Énoncé a:
Sélectionnez et recopiez chaque ligne des enregistrements qui contient la chaîne « glass », en respectant la casse.

Les deux médailles françaises sont donc féminines une nouvelle fois et amènent le groupe féminin français à six médailles (pour neuf engagées), confortable deuxième nation derrière les intouchables japonaises qui vont finalement en ramener huit, dont cinq médailles d’or, excusez du peu.
Le printemps tunisien en -78 kg
En -78 kg, une catégorie ouverte, où aucun continent ne semble dominant. C’est ainsi que la vice championne d’Europe polonaise Pacut battait rapidement la Japonaise Takayama… mais se faisait surprendre ensuite par un Tunisienne autoritaire, Sarra Mzougi. La championne d’Europe ukrainienne Turchyn était nettement battue par la Canadienne Ana Laura Portuondo Isasi… mais c’est l’Allemande Anna Maria Wagner qui marquait ippon à cette dernière au tour suivant. Et les deux médaillées de bronze du championnat d’Europe, les Françaises Julie Pierret et Samah Hawa Camara ?
Julie Pierret commençait par battre la Néerlandaise Lesterhuis, qu’elle avait dominée pour le bronze au niveau européen, mais se faisait surprendre par la Hongroise Salanki, 7e du championnat d’Europe. Elle échouait ensuite sur la Polonaise Pacut. Samah Camara, 19 ans, entrait en revanche à grands coups de manivelle dans ce jeu de massacre et battait l’Egyptienne Nasser, puis la Néerlandaise Groenwold, non sans avoir été mené d’un yuko par cette combattante classée septième du dernier championnat d’Europe. Le joli coup venait ensuite avec un bras de fer acharné contre l’Allemande Wagner qui prenait deux yuko en techniques de jambe ou en contre. La finale était ouverte comme le reste du championnat, puisque c’était la Tunisienne que la Française allait y retrouver. Déception, c’était la Tunisienne qui gérait mieux leur corps à corps et marquait ippon sur osae-komi, après avoir marqué waza-ari debout. Une occasion gâchée pour la jeune Camara, qui – c’est la tendance de ce jeune groupe France – impressionne par son engagement, son esprit de combat et son potentiel physique plus que par la finesse tactique et la maîtrise technique de son judo. Sarra Mzougui emporte le premier titre mondial junior tunisien depuis celui d’Alhem Azzabi en -78 kg en 2002. C’est aussi la seconde médaille tunisienne de ce championnat du monde avec celle d’Olfa Saoudi, médaillée en 2013 et 2014 en -44 kg.
Erb, le podium attendu
Il reste à jouer la carte maîtresse Marine Erb, la très dominatrice championne de France des +78 kg, victorieuse dans les tournois de référence en Russie et en Allemagne, mais surprise au championnat d’Europe par l’Ukrainienne Sapsai et « seulement » troisième. Cette Ukrainienne ne manque effectivement pas de ressources puisque c’est elle qui parvient en finale, en battant la jeune Allemande Michelle Goschin, cadette l’année dernière, déjà numéro un au classement mondial junior et vice champion d’Europe. Marine Erb faisait le parcours autoritaire qu’on attendait d’elle avec une victoire au sol sur une Kazakhe et un duel gagnait d’une pénalité contre la très redoutable jeune Cubaine de 18 ans Gusmary Garcia Sévigné, championne du monde cadette 2013.

Énoncé b:
Poursuivez le texte sur le championnat du monde junior de judo à la suite de sa dernière phrase.

(Données enregistrées)

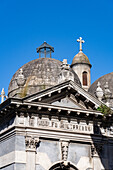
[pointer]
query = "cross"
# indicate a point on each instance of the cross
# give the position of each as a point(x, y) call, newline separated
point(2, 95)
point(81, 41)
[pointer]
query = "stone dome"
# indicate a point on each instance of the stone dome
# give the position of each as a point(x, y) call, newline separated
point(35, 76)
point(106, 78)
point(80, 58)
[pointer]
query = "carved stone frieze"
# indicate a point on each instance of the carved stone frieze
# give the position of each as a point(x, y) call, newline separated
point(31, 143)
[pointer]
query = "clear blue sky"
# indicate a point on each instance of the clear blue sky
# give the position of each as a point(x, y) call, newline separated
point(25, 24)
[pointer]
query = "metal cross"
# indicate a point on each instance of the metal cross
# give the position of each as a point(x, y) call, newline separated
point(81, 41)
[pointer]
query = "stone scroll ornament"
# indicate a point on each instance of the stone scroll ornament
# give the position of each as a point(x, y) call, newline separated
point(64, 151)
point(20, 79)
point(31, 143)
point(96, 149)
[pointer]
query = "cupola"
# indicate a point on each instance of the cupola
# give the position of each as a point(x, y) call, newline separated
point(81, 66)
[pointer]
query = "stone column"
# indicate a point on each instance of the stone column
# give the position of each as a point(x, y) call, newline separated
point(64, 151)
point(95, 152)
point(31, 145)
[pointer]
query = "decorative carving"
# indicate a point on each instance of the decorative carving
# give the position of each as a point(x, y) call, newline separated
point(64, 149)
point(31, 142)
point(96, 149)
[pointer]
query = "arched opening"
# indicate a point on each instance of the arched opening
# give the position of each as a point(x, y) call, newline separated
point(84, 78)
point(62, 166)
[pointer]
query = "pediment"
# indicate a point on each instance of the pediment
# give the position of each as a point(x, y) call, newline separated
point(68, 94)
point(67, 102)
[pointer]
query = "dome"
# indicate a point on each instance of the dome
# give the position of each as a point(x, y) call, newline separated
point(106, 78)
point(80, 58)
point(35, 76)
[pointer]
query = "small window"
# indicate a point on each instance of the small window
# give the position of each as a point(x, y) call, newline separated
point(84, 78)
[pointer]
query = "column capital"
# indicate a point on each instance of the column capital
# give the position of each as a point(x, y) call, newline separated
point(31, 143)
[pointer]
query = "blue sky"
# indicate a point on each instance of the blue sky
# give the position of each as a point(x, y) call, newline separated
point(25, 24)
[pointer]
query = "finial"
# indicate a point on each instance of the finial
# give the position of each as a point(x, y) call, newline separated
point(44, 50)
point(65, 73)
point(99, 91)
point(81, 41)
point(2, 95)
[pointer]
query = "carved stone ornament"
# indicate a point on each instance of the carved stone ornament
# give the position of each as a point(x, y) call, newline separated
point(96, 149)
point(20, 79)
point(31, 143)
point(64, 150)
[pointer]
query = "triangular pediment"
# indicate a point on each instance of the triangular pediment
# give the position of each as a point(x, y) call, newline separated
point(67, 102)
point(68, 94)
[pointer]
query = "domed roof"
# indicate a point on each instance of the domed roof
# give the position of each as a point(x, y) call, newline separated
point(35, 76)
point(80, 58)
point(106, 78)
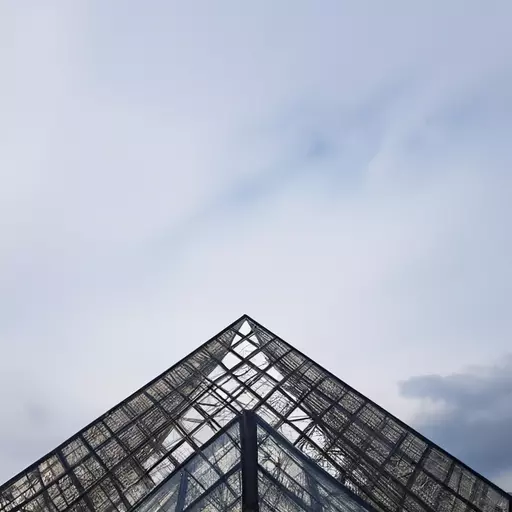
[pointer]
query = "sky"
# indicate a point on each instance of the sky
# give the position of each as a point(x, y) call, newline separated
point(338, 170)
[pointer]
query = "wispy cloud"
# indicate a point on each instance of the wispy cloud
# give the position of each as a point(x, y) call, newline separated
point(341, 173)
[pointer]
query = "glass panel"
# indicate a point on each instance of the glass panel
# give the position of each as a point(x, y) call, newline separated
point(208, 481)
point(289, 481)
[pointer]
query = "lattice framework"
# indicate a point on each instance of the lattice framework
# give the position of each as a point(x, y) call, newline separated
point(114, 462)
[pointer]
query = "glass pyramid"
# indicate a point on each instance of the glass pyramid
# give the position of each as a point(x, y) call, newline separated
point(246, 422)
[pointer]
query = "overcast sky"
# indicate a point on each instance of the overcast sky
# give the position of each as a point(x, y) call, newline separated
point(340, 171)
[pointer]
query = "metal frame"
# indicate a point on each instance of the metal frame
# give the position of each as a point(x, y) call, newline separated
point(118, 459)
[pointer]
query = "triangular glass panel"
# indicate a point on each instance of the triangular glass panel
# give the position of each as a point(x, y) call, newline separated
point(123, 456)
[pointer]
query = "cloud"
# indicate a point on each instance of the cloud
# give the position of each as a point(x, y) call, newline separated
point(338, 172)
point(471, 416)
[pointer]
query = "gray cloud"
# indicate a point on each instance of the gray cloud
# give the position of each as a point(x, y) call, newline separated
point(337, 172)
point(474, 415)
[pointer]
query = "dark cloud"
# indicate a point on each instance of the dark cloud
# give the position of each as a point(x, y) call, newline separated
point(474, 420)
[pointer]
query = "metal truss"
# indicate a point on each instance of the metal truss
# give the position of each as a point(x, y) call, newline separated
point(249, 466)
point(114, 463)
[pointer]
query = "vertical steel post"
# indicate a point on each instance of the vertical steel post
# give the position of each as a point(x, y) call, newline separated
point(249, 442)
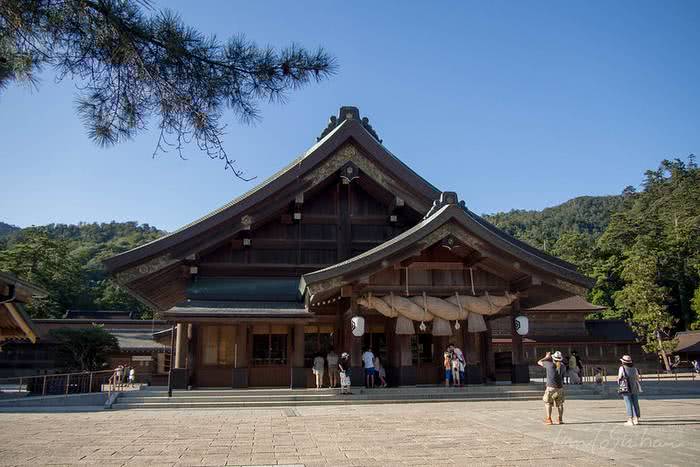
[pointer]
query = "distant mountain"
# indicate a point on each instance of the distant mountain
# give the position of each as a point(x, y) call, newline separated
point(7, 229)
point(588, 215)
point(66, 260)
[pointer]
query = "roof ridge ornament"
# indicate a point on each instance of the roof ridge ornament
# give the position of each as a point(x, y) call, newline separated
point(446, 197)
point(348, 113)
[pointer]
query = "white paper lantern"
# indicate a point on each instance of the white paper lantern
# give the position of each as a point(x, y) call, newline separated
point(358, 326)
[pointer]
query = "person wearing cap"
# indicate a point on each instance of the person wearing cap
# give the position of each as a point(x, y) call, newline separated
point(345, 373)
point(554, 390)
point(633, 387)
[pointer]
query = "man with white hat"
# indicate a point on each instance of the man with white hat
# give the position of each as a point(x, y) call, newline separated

Réponse a:
query = "glass panel"
# indicate a point on each instance of the glass panel
query = "glass pyramid"
# indicate a point on each instance of the glass pyramid
query = "triangular glass panel"
# indicate a point on each instance of the triangular glass panel

Réponse b:
Asahina, la tueuse japonaise
Malheureusement pour elle, elle rencontrait ensuite la Japonaise Sara Asahina, une jeune Japonaise aux dimensions colossales, surtout dans la largeur et le tour de taille, 18 ans seulement, et depuis très peu puisque son anniversaire avait eu lieu juste avant le championnat, le 22 octobre. Cette ado nippone surdimensionnée était déjà championne du monde cadette en 2011, 5e du Grand Chelem de Tokyo en 2013 et ne perd que contre la crème de l’élite mondiale senior. Malgré son jeune âge, elle paraît intouchable en junior. Pourtant puissante, Marine Erb ne peut que rebondir sur le coffre et le ventre rond de Sara Asahina, à peu près impuissante. Le système d’attaque d’Asahina, fondé sur un formidable ashi-guruma / harai-goshi n’est pas original au pays des lourdes japonaises, mais elle est si dominatrice physiquement, si manifestement puissante et stable, quand elle repousse d’un coup de hanche les adversaires qui l’attaquent, qu’elle prend peu de pénalités. C’est d’ailleurs aux pénalités qu’elle bat Marine Erb – la seule du jour à ne pas prendre ippon contre elle – avant de mettre un formidable ippon à l’Ukrainienne en finale. Sara Asahina ? Un nom à retenir pour les Jeux de Rio en 2016, elle aura 19 ans, et pour les Jeux de Tokyo en 2020, elle aura 23 ans. Marine Erb a 20 ans, ce qui lui ouvre, à elle aussi, le chemin de deux olympiades. En la voyant battre facilement la Croate Sutalo (vice championne d’Europe 2012) par une sankaku osae-komi maîtrisé de bout en bout, on se disait qu’elle avait toute la crédibilité qu’il fallait pour y prétendre.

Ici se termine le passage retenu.